▶ _Objective A_:
Pull out every line of the entries that contains the string "bird".

“Slow down. Slow way down,” is the advice I give when asked to help design an itinerary. Typically, people have two weeks in Europe and want to cram in as many countries as possible. Indeed, the distance between England and Germany is about the same as from New York to Cleveland but with vastly different cultures, languages and international borders.
Everyone wants to tick off the postcard icons and get that Instagram selfie with the Eiffel Tower, Notre Dame, Big Ben, the London Eye, the Berlin Wall or the Cologne Cathedral, but the amount of money and human energy it takes to fit all these into a traditional trip aren’t worth it, and the memories you make won’t be nearly as meaningful. Sure, you can check off the top 10 things to see in London in a few days by taking a hop-on hop-off bus. But as Thoreau said, “The only people who ever get anyplace interesting are the people who get lost.”
Novice travelers underestimate the amount of time and energy it takes to change venues, let alone countries. First there is packing everything and not forgetting the phone charger or the shampoo in the shower, lugging the backpack and suitcase to the train station or airport, going through immigration and customs on both ends, transportation to the next hotel, unpacking and finding the next meal in crowded locations — and that’s if everything goes smoothly.
Unless you have a legitimate concern about kicking the bucket in the near future, crumple that bucket list in favor of savoring fewer locations, whether rural or urban. The main cost of travel is the actual movement between places by sea, sky or land. One benefit to staying in one place longer is that the same budget can cover fancier food, theater and event tickets, or a splurge on a nicer hotel and a more central neighborhood. The aches and pains that come with jet lag and navigating in a strange city can be eased by a comfy bed, crisp linens and the pampering that comes with a higher price tag.

(Stored data)
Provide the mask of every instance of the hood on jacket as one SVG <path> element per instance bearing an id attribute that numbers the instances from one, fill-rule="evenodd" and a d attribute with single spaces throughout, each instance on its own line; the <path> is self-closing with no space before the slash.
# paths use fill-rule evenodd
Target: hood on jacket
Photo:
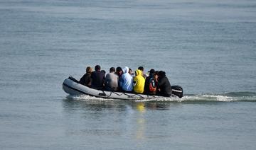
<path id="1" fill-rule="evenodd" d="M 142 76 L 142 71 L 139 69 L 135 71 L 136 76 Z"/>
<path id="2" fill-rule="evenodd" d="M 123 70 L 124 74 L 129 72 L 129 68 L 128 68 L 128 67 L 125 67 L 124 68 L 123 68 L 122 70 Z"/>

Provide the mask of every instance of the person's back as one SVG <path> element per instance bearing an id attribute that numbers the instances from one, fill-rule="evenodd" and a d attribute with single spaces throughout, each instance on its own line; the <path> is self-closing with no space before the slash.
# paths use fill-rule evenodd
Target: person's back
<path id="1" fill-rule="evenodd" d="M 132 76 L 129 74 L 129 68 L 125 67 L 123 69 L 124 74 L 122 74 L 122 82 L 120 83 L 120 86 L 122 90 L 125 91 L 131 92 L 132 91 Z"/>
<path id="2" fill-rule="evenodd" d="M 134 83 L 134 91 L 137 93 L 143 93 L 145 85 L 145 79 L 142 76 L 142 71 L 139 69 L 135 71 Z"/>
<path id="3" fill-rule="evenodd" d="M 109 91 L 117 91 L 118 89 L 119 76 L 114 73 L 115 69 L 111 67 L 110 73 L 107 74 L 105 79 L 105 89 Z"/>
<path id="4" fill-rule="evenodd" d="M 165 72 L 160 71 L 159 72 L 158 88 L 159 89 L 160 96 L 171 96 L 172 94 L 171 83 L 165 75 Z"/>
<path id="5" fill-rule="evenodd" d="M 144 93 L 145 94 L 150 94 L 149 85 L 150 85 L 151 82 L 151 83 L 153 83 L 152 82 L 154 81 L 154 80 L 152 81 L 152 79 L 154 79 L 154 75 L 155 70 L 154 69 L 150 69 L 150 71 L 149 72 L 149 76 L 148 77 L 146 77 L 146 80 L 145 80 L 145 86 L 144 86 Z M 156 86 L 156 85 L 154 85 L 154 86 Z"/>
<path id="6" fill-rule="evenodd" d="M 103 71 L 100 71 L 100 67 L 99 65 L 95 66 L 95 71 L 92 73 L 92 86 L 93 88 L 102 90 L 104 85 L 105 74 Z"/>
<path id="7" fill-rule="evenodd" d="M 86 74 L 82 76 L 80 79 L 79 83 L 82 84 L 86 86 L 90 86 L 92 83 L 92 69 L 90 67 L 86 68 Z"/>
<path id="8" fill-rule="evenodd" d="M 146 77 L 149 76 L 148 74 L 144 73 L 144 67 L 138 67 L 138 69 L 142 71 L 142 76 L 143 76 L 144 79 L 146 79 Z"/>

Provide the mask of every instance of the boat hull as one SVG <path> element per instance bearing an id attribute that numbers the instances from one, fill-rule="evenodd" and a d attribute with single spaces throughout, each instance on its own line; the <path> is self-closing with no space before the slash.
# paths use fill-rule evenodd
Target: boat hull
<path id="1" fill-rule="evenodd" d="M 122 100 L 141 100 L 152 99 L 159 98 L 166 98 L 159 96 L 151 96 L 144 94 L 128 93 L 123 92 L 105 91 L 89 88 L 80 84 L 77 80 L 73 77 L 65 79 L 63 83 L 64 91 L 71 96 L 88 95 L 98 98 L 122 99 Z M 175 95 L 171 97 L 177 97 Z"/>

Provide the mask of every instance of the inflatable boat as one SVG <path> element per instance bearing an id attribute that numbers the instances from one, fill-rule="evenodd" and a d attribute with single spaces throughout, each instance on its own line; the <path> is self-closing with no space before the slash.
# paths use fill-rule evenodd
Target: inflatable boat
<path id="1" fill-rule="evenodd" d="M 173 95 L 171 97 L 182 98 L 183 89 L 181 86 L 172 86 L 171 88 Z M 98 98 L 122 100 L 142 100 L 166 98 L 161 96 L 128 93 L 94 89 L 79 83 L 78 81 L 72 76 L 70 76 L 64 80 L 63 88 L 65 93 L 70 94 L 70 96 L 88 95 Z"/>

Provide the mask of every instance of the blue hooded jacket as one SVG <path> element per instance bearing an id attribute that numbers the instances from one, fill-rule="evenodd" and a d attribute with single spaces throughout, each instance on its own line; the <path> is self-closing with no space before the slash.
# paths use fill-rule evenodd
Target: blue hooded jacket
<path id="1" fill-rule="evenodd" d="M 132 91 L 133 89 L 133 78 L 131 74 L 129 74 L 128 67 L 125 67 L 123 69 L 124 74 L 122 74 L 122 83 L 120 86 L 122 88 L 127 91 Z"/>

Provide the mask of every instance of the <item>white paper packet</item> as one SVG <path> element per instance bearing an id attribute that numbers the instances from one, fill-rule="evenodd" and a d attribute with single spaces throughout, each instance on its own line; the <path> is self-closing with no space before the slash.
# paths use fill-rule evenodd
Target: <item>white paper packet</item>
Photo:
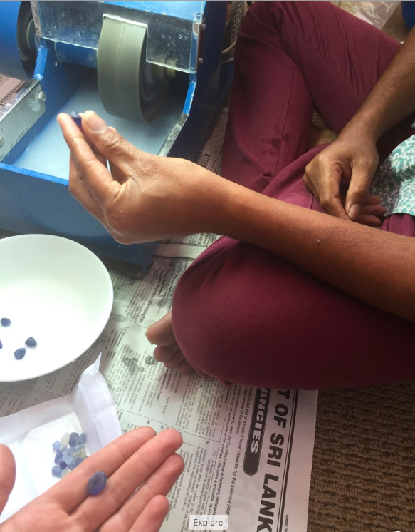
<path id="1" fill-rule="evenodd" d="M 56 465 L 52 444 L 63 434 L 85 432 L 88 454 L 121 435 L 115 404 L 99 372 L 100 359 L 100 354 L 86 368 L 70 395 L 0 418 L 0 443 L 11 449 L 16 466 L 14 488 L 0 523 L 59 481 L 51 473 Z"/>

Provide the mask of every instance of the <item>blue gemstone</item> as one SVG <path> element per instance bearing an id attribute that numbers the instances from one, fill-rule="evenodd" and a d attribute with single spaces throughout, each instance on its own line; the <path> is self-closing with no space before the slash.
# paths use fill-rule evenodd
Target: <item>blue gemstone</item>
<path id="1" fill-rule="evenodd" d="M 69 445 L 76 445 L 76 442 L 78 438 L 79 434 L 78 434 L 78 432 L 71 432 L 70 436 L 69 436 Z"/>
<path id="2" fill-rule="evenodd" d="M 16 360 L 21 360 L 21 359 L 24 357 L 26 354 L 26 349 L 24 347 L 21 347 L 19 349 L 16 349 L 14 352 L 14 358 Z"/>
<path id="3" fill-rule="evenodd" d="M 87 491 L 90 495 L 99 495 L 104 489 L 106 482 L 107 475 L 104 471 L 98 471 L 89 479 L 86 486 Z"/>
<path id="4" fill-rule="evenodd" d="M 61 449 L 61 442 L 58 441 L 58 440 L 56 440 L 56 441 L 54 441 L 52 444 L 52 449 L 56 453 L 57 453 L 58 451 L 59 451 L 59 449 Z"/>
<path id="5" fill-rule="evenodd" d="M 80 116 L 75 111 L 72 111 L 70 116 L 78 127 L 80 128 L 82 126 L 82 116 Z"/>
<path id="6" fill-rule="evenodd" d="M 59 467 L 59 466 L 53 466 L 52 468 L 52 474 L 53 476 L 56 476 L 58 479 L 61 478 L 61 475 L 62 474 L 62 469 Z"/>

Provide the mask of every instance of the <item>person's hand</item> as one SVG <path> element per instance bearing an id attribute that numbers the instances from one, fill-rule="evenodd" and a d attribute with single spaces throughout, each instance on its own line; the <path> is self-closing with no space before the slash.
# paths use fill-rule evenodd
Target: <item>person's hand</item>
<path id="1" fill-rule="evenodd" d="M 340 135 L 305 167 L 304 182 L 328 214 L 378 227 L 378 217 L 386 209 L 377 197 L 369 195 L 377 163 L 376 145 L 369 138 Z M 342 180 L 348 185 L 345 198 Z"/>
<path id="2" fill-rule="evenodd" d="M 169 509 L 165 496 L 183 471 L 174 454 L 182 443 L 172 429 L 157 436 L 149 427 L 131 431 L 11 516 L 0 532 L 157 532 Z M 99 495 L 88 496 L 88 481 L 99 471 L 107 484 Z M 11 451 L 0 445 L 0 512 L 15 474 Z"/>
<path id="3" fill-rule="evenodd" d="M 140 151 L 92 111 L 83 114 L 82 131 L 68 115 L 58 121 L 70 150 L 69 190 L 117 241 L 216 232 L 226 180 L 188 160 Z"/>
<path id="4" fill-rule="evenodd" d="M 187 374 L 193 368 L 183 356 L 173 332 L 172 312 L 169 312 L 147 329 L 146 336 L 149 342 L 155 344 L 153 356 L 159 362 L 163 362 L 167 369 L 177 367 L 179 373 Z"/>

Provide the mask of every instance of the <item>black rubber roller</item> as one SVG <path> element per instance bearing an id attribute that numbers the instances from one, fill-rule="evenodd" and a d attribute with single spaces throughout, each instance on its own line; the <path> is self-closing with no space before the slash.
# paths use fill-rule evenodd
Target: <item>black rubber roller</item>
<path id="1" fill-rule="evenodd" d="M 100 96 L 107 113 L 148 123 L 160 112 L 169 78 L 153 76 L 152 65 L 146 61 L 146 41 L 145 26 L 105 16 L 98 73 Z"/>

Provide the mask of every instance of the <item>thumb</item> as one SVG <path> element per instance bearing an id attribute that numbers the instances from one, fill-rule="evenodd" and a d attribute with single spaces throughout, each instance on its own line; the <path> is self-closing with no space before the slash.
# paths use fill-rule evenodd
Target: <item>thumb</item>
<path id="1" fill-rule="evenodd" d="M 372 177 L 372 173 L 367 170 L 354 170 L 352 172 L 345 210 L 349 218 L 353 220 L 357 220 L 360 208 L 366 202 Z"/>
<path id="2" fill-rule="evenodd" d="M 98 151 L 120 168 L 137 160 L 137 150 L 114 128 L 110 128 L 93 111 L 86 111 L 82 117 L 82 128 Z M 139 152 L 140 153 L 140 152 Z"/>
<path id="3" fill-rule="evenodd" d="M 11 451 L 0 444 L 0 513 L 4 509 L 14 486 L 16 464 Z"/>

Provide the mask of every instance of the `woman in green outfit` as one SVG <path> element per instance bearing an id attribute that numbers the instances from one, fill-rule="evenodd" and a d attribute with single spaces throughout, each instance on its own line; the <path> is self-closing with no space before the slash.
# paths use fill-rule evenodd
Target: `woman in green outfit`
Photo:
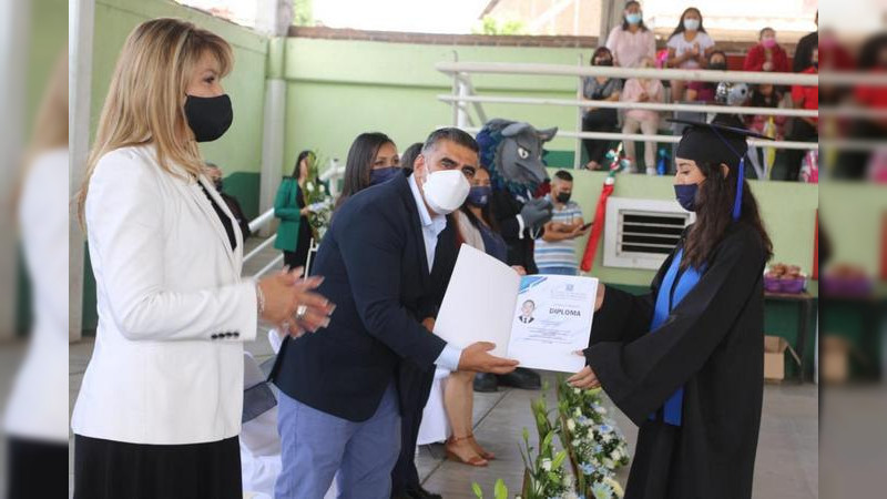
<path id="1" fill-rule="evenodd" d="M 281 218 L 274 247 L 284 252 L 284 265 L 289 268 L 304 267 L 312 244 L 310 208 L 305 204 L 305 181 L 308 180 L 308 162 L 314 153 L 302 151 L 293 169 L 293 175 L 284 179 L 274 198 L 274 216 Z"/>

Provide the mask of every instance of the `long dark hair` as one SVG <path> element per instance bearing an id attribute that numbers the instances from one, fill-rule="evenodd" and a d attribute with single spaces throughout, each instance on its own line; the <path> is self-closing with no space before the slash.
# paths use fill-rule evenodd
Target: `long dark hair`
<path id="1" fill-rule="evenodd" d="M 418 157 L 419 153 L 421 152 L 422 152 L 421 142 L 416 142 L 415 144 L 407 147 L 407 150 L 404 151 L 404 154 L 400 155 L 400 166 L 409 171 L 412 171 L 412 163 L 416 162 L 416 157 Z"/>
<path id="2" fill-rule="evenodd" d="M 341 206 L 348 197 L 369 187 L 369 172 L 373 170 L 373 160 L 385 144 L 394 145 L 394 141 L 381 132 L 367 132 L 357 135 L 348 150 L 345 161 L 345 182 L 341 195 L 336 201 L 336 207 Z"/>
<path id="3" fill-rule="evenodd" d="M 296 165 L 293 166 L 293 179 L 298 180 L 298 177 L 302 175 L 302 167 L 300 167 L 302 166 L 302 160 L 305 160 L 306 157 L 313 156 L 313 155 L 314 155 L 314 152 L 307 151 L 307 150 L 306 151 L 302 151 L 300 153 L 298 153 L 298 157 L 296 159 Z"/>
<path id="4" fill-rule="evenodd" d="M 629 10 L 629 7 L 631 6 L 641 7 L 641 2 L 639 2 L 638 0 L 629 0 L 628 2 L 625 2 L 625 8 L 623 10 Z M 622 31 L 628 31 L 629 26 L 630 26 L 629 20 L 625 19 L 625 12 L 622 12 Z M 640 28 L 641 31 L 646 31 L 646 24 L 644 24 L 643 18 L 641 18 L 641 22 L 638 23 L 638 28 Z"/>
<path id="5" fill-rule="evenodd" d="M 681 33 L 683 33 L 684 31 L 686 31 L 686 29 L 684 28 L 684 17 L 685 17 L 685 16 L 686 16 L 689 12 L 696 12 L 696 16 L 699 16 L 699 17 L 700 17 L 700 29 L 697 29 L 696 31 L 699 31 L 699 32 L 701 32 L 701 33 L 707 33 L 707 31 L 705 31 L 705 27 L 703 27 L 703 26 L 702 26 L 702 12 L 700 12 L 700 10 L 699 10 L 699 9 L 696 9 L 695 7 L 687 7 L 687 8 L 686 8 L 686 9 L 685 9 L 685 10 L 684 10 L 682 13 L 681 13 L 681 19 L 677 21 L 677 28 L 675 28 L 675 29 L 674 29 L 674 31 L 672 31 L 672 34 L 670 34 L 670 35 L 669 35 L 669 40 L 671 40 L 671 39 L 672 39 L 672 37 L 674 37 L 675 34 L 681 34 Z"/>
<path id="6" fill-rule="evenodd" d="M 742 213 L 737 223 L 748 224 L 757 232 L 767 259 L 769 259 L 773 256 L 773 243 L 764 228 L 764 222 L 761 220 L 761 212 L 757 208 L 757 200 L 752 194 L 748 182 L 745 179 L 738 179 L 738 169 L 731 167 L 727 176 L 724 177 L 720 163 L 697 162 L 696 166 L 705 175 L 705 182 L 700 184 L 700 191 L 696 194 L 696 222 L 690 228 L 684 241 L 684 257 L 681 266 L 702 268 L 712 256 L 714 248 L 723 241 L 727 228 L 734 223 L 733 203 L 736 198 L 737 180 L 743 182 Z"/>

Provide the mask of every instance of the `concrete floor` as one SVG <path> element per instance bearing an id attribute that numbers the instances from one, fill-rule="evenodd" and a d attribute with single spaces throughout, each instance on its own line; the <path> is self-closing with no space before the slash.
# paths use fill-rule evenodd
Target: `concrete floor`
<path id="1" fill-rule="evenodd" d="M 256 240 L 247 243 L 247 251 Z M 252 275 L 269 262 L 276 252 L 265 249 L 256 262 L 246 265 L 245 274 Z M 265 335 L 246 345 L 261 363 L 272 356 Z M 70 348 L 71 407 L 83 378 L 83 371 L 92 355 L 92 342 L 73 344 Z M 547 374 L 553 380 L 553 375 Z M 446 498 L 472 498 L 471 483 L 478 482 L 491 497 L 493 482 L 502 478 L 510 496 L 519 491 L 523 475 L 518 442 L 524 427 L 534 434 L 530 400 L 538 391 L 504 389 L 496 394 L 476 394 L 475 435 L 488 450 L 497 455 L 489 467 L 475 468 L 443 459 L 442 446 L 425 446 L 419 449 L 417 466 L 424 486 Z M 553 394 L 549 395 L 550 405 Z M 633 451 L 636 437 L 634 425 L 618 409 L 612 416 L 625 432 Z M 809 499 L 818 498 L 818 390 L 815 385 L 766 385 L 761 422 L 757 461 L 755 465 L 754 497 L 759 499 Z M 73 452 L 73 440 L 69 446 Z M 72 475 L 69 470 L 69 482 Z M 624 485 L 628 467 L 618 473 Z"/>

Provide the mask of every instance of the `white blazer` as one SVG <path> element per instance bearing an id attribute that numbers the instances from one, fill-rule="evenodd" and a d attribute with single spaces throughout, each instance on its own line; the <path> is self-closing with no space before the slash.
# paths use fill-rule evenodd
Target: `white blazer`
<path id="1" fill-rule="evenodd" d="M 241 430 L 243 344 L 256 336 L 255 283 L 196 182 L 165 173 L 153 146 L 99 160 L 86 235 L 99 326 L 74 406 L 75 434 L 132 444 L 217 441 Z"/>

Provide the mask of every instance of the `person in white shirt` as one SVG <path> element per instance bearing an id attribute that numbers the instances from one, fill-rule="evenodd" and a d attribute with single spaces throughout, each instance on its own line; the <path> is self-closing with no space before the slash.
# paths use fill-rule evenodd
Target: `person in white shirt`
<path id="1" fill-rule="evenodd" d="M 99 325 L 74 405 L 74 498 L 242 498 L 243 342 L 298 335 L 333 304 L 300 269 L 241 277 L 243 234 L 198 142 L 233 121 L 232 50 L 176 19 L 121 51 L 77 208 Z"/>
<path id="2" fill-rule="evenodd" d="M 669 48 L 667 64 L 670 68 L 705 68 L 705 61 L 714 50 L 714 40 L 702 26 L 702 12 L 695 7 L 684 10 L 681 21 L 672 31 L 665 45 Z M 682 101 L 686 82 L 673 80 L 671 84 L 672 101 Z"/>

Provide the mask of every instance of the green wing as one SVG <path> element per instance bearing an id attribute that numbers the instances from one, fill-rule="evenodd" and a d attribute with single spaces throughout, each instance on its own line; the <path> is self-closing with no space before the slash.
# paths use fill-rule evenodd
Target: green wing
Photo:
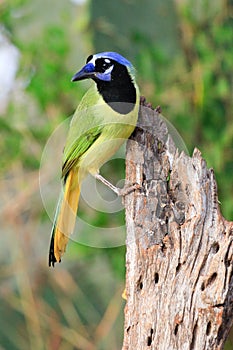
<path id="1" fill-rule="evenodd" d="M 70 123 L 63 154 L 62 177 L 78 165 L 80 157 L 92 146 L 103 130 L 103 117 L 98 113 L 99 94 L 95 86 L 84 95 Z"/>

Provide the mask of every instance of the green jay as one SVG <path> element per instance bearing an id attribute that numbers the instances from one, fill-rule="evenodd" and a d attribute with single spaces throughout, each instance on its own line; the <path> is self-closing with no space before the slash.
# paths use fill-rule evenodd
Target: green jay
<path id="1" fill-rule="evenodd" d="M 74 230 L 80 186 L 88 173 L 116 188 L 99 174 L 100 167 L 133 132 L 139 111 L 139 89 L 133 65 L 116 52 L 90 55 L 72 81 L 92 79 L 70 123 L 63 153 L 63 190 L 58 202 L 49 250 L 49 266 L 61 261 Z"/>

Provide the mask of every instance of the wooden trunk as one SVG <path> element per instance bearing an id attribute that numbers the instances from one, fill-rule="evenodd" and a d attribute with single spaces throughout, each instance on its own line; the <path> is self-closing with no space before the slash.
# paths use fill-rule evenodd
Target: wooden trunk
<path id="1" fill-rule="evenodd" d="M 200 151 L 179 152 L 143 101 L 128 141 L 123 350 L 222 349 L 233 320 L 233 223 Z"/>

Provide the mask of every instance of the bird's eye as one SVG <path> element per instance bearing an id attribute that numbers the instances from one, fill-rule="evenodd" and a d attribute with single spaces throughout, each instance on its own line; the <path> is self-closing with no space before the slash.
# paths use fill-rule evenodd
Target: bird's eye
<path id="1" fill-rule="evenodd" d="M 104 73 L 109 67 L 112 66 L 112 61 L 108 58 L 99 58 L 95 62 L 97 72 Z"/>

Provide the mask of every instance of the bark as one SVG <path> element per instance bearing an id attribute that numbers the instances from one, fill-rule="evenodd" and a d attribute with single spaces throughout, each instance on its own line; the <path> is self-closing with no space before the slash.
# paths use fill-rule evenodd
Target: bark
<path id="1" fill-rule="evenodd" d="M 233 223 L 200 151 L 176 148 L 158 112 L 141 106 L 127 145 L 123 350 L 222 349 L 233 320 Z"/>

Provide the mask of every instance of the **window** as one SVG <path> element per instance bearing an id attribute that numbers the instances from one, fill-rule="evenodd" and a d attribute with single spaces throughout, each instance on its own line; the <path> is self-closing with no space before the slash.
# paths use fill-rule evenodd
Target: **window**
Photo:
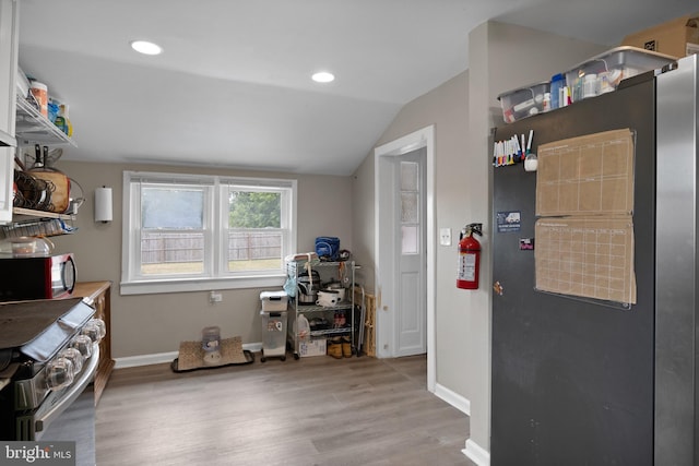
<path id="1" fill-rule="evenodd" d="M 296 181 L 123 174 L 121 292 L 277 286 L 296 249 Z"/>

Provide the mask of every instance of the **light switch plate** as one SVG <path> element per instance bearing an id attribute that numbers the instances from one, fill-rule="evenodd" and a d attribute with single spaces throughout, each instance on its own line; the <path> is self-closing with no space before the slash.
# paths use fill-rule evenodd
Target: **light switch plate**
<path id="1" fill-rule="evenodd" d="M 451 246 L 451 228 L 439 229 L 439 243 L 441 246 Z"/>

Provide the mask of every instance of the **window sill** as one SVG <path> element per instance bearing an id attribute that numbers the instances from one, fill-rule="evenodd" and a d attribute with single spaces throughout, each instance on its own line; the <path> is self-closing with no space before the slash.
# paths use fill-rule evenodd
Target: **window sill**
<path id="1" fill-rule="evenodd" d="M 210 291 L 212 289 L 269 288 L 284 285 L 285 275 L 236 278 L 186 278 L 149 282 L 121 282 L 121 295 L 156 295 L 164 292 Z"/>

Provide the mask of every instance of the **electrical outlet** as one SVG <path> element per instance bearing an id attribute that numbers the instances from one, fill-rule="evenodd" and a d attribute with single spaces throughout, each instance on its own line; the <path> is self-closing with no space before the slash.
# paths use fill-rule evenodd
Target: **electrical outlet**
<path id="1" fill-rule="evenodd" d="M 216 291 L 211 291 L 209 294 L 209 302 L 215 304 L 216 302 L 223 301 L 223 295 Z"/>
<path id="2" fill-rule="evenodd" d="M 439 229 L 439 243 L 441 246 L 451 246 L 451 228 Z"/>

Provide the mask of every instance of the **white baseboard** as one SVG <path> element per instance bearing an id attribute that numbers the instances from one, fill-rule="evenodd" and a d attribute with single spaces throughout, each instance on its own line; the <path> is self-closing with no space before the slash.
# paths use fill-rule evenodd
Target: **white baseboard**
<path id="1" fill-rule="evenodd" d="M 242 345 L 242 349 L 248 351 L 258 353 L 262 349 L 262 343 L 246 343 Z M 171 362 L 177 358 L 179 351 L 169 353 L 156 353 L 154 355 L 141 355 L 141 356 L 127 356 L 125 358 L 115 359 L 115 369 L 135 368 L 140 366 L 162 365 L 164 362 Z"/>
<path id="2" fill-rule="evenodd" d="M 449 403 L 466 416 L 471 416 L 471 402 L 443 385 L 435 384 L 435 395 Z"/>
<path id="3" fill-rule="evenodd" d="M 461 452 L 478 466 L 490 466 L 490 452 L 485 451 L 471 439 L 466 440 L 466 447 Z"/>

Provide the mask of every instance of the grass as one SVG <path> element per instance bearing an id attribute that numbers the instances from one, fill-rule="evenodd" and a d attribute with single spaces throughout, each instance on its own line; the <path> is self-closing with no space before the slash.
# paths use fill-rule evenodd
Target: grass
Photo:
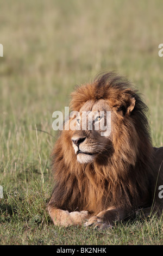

▶ _Objective B_:
For each statement, say yes or no according to whether it agrees with the travel article, and quote the words of the article that settle it: (i) the distance between England and Germany is about the same as from New York to Cleveland; (ii) the main cost of travel is the hotel; (iii) people typically have two weeks in Europe.

▶ _Worked solution A_:
Provide the mask of every instance of the bird's eye as one SVG <path> element per instance bearing an id attribute that numbers the instances from one, fill-rule="evenodd" and a d attribute with single spaces throughout, each instance on its own line; the <path> is self-closing with no space before the slash.
Target: bird's eye

▶ _Worked solution B_:
(i) Yes: "the distance between England and Germany is about the same as from New York to Cleveland"
(ii) No: "The main cost of travel is the actual movement between places by sea, sky or land."
(iii) Yes: "Typically, people have two weeks in Europe"